Stored entries:
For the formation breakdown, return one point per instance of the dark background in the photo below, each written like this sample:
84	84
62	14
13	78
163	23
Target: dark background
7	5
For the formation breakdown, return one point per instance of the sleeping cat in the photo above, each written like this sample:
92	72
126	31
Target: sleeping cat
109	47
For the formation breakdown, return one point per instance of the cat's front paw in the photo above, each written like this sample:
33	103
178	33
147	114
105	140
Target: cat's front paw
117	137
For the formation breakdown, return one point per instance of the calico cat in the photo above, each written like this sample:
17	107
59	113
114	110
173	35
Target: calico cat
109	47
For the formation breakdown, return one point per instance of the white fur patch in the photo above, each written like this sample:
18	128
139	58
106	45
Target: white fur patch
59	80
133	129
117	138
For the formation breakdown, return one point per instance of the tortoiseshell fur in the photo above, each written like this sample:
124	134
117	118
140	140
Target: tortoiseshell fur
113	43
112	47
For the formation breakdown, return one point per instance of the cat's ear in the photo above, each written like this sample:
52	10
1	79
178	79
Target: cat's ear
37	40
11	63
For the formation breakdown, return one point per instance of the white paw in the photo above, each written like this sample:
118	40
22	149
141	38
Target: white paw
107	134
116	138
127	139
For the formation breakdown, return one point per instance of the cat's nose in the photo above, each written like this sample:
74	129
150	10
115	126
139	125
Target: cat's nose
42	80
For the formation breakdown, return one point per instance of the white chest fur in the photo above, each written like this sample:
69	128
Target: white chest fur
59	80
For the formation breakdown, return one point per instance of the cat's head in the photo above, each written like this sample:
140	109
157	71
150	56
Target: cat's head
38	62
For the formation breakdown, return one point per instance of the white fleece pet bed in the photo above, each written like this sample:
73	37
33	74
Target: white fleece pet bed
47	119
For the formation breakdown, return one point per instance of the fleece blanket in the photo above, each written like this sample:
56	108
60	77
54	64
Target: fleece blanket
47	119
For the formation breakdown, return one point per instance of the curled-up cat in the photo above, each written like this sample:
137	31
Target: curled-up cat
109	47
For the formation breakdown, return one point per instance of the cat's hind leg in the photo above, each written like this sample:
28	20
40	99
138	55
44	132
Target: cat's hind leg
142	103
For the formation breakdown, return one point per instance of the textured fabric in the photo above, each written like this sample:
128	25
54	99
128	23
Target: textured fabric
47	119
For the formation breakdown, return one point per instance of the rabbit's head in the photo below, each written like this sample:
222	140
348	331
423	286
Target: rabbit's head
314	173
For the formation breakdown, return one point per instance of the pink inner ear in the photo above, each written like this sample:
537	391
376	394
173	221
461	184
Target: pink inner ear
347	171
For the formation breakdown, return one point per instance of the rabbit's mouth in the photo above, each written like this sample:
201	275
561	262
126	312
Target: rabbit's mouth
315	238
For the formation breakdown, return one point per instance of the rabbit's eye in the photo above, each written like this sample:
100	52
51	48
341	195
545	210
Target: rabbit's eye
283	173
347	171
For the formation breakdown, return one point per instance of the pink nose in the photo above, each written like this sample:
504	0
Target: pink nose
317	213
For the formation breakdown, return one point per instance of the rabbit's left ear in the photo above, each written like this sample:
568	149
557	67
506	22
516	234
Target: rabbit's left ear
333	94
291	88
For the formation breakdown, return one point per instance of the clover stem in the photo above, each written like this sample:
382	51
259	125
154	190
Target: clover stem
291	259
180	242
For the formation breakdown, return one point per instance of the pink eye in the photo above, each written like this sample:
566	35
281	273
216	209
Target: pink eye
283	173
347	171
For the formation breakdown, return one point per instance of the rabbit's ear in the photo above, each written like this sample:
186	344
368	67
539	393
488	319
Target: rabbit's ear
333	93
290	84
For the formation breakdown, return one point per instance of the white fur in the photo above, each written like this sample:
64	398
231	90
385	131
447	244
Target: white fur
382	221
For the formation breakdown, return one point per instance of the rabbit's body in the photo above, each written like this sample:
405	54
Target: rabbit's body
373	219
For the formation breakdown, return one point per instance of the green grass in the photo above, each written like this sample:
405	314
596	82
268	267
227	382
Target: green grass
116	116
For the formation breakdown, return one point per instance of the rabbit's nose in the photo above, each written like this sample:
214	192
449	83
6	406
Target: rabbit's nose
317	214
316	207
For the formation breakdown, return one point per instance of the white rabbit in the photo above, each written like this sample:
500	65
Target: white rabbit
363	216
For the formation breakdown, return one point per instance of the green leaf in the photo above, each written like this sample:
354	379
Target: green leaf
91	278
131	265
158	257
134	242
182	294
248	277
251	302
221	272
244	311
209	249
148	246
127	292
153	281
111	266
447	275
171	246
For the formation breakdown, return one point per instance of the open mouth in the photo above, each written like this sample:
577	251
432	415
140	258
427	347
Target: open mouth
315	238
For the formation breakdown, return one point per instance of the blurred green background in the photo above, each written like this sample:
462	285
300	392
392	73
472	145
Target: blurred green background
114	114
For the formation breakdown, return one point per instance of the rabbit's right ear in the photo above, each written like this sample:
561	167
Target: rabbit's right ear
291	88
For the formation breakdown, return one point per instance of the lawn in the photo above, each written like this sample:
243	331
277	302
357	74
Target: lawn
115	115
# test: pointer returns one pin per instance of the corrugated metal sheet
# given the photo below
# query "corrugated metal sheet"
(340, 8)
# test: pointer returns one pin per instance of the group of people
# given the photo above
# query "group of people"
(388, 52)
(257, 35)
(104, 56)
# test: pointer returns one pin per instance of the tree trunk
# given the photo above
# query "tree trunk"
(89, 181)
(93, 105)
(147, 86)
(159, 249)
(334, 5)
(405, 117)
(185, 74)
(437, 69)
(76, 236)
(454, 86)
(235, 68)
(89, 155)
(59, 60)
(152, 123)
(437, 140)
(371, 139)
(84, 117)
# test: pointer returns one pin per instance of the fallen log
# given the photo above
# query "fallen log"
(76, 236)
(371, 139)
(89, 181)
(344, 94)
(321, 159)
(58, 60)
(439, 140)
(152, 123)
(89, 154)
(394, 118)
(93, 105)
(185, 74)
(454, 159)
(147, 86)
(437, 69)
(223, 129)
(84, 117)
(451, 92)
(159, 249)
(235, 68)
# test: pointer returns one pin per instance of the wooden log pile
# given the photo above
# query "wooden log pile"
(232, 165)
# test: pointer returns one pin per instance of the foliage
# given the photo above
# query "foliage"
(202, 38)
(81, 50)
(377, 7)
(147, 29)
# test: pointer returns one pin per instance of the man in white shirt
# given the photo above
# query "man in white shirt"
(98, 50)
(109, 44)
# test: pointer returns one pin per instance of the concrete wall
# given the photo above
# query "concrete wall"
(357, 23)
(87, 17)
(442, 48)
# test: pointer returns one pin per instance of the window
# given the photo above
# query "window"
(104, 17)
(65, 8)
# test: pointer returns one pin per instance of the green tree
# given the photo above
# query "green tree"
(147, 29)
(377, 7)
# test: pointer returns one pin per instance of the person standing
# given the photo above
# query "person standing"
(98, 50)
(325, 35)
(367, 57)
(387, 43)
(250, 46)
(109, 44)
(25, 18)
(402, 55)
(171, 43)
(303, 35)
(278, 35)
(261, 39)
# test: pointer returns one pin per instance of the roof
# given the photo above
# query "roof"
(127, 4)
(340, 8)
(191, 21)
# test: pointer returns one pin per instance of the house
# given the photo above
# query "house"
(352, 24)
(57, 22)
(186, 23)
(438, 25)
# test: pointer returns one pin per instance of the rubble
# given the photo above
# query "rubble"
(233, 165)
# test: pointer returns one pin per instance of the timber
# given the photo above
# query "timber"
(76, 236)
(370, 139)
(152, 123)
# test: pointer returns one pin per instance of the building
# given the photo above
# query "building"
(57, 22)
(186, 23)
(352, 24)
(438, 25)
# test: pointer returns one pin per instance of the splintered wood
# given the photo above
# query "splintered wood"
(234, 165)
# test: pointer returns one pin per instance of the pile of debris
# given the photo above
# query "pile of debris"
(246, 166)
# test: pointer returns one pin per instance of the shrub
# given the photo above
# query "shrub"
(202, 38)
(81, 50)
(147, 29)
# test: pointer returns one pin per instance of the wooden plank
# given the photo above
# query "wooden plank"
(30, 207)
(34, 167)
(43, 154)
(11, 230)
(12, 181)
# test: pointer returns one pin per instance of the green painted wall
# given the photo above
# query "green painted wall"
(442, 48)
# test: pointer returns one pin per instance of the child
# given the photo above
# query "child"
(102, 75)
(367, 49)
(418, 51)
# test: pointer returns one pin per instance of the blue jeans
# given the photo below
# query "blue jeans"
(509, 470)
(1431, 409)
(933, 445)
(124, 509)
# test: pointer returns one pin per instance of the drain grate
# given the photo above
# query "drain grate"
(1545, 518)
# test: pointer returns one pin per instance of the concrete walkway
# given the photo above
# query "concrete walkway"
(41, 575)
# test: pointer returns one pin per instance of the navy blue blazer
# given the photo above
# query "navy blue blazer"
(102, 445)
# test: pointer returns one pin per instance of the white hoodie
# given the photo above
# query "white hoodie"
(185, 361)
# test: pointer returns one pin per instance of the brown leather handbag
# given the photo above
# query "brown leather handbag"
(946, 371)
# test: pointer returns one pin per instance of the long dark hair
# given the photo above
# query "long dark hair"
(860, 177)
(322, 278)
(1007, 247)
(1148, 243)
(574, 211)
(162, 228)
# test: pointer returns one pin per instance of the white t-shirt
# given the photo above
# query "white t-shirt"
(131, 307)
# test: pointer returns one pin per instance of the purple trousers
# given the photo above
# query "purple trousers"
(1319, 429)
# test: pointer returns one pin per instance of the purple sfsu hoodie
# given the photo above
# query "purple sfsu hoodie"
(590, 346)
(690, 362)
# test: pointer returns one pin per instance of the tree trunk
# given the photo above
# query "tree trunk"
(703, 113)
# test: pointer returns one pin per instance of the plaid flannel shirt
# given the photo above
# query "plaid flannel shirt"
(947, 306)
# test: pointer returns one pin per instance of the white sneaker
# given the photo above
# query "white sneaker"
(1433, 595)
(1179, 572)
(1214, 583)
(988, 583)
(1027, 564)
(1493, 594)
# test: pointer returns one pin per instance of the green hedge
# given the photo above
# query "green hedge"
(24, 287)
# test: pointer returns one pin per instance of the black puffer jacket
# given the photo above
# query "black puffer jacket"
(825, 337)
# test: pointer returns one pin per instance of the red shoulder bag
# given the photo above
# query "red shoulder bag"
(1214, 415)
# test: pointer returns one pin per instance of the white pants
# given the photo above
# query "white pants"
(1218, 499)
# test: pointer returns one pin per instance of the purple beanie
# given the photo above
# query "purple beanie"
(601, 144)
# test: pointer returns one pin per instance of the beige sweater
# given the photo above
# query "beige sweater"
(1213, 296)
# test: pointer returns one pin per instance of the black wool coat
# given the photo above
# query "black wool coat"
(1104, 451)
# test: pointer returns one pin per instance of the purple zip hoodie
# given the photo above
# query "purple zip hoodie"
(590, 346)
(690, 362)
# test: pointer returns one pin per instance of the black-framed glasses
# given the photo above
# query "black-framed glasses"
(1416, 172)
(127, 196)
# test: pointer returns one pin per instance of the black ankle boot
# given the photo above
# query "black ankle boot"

:: EXERCISE ::
All the lines that hold the word "below" must appear in the answer, copied from the records.

:: EXERCISE ANSWER ::
For the formation breakdown, return one point per instance of the dark background in the photo below, each written like this sample:
For the formation breakdown, return one point per instance of the rabbit's head in the photo below, each written like this sample:
# given the photo below
# given the photo below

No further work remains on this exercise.